(The records)
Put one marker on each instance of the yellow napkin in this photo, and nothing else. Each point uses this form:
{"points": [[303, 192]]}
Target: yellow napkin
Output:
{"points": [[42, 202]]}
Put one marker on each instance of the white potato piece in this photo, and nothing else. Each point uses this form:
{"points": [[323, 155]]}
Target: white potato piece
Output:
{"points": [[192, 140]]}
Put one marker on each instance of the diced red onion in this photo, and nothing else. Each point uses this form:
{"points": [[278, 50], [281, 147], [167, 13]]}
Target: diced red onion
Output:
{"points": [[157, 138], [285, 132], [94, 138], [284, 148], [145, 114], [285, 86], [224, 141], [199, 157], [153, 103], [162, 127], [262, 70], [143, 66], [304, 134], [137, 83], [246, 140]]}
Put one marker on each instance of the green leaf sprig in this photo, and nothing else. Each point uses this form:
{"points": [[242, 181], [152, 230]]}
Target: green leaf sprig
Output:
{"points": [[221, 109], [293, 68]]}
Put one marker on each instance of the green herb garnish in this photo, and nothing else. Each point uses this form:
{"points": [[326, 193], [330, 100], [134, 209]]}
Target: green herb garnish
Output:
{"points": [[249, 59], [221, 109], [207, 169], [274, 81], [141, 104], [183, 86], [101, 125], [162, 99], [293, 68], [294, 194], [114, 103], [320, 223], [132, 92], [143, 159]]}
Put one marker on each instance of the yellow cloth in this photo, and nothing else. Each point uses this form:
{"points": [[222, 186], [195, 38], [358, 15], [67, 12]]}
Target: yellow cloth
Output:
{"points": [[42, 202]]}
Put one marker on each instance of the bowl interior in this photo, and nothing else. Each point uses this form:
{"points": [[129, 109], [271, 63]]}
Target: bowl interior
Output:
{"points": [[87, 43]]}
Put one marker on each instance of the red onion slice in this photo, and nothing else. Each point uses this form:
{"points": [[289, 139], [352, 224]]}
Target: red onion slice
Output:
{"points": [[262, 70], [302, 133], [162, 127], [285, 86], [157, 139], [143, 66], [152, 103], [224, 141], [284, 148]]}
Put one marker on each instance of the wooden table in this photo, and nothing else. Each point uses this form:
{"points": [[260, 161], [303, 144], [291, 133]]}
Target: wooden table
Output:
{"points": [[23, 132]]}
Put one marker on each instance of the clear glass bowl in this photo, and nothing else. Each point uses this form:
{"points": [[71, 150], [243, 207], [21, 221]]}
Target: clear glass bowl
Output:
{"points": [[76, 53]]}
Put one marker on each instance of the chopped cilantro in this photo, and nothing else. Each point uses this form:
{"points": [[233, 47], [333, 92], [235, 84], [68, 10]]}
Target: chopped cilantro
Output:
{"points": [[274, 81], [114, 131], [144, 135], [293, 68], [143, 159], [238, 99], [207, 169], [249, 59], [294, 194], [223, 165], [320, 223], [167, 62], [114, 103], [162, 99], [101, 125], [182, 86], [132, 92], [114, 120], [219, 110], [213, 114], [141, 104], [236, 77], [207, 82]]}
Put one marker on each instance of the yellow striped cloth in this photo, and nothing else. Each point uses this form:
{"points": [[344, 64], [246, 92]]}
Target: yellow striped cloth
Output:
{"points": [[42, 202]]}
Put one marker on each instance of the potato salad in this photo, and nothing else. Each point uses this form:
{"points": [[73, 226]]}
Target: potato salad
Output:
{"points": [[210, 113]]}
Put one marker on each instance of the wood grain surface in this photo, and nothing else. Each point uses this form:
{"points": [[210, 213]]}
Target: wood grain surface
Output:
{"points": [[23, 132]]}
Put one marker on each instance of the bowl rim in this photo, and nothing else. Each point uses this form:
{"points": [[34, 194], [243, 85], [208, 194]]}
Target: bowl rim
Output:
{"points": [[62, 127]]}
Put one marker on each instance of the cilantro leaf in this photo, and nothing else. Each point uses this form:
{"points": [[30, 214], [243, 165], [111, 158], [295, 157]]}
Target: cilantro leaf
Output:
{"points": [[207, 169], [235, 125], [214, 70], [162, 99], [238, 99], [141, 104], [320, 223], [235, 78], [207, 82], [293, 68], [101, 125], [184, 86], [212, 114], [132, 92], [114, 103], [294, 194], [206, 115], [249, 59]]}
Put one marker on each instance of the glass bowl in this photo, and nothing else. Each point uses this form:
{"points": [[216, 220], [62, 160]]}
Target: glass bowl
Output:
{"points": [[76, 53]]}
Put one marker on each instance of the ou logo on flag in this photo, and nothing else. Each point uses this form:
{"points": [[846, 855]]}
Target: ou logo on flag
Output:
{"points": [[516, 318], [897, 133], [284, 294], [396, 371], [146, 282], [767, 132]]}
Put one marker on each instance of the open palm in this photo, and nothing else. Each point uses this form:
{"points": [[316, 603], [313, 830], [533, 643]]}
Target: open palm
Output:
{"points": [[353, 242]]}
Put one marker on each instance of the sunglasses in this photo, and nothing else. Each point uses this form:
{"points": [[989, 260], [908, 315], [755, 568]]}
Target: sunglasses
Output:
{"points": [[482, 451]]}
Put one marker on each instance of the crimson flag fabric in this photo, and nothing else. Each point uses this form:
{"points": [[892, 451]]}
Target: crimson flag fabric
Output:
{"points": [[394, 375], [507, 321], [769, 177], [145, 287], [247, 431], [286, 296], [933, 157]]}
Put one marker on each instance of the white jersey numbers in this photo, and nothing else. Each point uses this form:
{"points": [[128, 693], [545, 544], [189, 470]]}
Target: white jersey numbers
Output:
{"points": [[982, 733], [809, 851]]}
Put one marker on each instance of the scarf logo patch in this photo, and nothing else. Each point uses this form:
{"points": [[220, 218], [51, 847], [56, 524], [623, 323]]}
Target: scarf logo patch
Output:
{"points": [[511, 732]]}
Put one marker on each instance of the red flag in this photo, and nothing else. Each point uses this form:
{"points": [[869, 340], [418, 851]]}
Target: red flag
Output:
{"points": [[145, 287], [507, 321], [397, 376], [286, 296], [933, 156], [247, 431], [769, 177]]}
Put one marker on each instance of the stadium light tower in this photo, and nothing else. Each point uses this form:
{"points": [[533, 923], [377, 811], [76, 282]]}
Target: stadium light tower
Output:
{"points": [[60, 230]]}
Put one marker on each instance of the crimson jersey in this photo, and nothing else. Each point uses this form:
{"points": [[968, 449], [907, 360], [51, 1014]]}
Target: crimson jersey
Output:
(End The records)
● Work item
Give back the data above exactly, so that every line matches.

● Written answer
Put one marker on each instance of the yellow napkin in this photo, and nothing else. Each point uses this form:
{"points": [[303, 192]]}
Target: yellow napkin
Output:
{"points": [[42, 202]]}
Put one marker on each instance of the white potato piece in this photo, and nothing else. Each point uses this form:
{"points": [[323, 155]]}
Target: white potato piece
Output:
{"points": [[192, 140]]}
Put one marker on each instance of the diced red onion in this photo, and nothing else. Each point uses this form:
{"points": [[278, 50], [281, 147], [167, 13]]}
Target: diced red onion
Output:
{"points": [[157, 138], [285, 132], [94, 138], [284, 148], [145, 114], [285, 86], [224, 141], [199, 157], [153, 103], [162, 127], [262, 70], [143, 66], [304, 134], [137, 83], [246, 140]]}
Put one marker on each instance of the green leaf sprig in this photo, and nothing else. Each point uses this form:
{"points": [[242, 181], [152, 230]]}
Target: green leaf sprig
Output:
{"points": [[221, 109], [293, 68]]}
Put one marker on each instance of the green herb garnish in this photo, and nothing else. Each point uses this form:
{"points": [[326, 193], [330, 100], [134, 209]]}
Target: green herb garnish
Output:
{"points": [[249, 59], [221, 109], [207, 169], [274, 81], [141, 104], [183, 86], [101, 125], [162, 99], [293, 68], [294, 194], [114, 103], [320, 223], [132, 92], [143, 159]]}
Put one marker on each instance of the yellow cloth in this photo, and nothing else. Each point uses this form:
{"points": [[222, 186], [195, 38], [358, 15], [67, 12]]}
Target: yellow cloth
Output:
{"points": [[42, 202]]}
Put one marker on each instance of the bowl interior in this photo, and nothing else. Each point uses this form:
{"points": [[129, 109], [271, 63]]}
Target: bowl interior
Output:
{"points": [[87, 43]]}
Put one marker on each instance of the red onion slice in this photo, and nothing else. Each point uses this form:
{"points": [[289, 139], [352, 224]]}
Target: red onion slice
Output:
{"points": [[262, 70], [302, 133], [162, 127], [285, 86], [157, 139], [143, 66], [152, 103], [224, 141], [284, 148]]}
Put one marker on each instance of the wooden table in this photo, and nothing else. Each point uses this form:
{"points": [[260, 161], [303, 144], [291, 133]]}
Target: wooden table
Output:
{"points": [[23, 132]]}
Put one marker on each instance of the clear glass bowl in this photo, and nothing else. Each point uses this form:
{"points": [[71, 150], [243, 207], [21, 221]]}
Target: clear glass bowl
Output:
{"points": [[76, 53]]}
Put one marker on each instance of the chopped cilantro in this photo, and nothing else. Each point uses this form:
{"points": [[233, 47], [333, 92], [235, 84], [68, 10]]}
Target: chopped cilantro
Output:
{"points": [[274, 81], [114, 131], [144, 135], [293, 68], [143, 159], [238, 99], [207, 169], [249, 59], [294, 194], [223, 165], [320, 223], [167, 62], [114, 103], [162, 99], [101, 125], [182, 86], [132, 92], [114, 120], [219, 110], [213, 114], [141, 104], [236, 77], [207, 82]]}
Put one marker on each instance of the yellow striped cloth in this photo, and nothing else. Each point uses this form:
{"points": [[344, 64], [246, 92]]}
Target: yellow striped cloth
Output:
{"points": [[42, 202]]}
Put one marker on each instance of the potato salad in this photo, and nothing else. Each point uses this form:
{"points": [[73, 226]]}
Target: potato salad
Output:
{"points": [[210, 113]]}
Put one marker on each instance of the wood grain surface in this photo, and nothing else. Each point uses this form:
{"points": [[210, 213]]}
Target: wood grain surface
Output:
{"points": [[23, 132]]}
Put one marker on each instance of the bowl rim in this photo, and nothing else. Each point uses this form:
{"points": [[34, 194], [243, 85], [208, 194]]}
Target: bowl rim
Output:
{"points": [[62, 127]]}
Put one marker on each instance of the cilantro leaf in this photo, and nothing else. Each point uses this form:
{"points": [[30, 214], [243, 165], [111, 158], [295, 157]]}
Target: cilantro leaf
Output:
{"points": [[207, 169], [235, 125], [214, 70], [162, 99], [238, 99], [141, 104], [320, 223], [235, 78], [207, 82], [293, 68], [101, 125], [184, 86], [212, 114], [132, 92], [114, 103], [294, 194], [206, 115], [249, 59]]}
Put one marker on each instance of the glass bowl in this photo, and nothing else. Each point uses this form:
{"points": [[216, 220], [62, 160]]}
Target: glass bowl
Output:
{"points": [[76, 53]]}
Put one marker on each instance of the ou logo on flag in this photo, and nothing else. Each point uses this form:
{"points": [[846, 855]]}
Target: ou logo on flag
Output:
{"points": [[516, 318], [897, 133], [284, 294], [396, 371], [146, 282], [767, 132]]}
Put one marker on each instance of the open palm in this photo, and nothing else. Each point uses this form:
{"points": [[316, 603], [313, 830], [533, 643]]}
Target: open palm
Output:
{"points": [[353, 242]]}
Put one marker on each instance of the sunglasses in this photo, and nothing else. Each point uses this form:
{"points": [[989, 260], [908, 315], [755, 568]]}
Target: sunglasses
Output:
{"points": [[482, 451]]}
Put one marker on each instance of the crimson flag fabric in this photo, and nothing else. Each point uses this form:
{"points": [[892, 451]]}
Target: crimson flag fabric
Output:
{"points": [[394, 375], [507, 321], [769, 177], [145, 287], [247, 431], [286, 296], [933, 157]]}
Put one marker on each instance of the white jersey numbers in this photo, and nothing else. Each point uses this form:
{"points": [[128, 693], [545, 544], [189, 470]]}
Target: white jersey numbers
Output:
{"points": [[982, 733], [809, 851]]}
Put one marker on each instance of the scarf logo patch in this photo, and nothing else. Each point uses this form:
{"points": [[220, 218], [51, 847], [56, 524], [623, 323]]}
Target: scarf logo patch
Output:
{"points": [[511, 732]]}
Put one marker on each instance of the red flag in this photo, and nothing else. Each point uses this form:
{"points": [[869, 340], [418, 851]]}
Target: red flag
Output:
{"points": [[145, 287], [507, 321], [397, 376], [286, 296], [933, 156], [247, 431], [769, 177]]}
Put one marker on each instance of the stadium light tower in this photo, and nothing else. Each point uses this form:
{"points": [[533, 923], [377, 811], [76, 282]]}
Target: stadium light tower
Output:
{"points": [[60, 230]]}
Put one marker on each instance of the crimson jersey in this photo, and nothing else. Each point uses this form:
{"points": [[968, 449], [907, 360], [51, 1014]]}
Target: crimson jersey
Output:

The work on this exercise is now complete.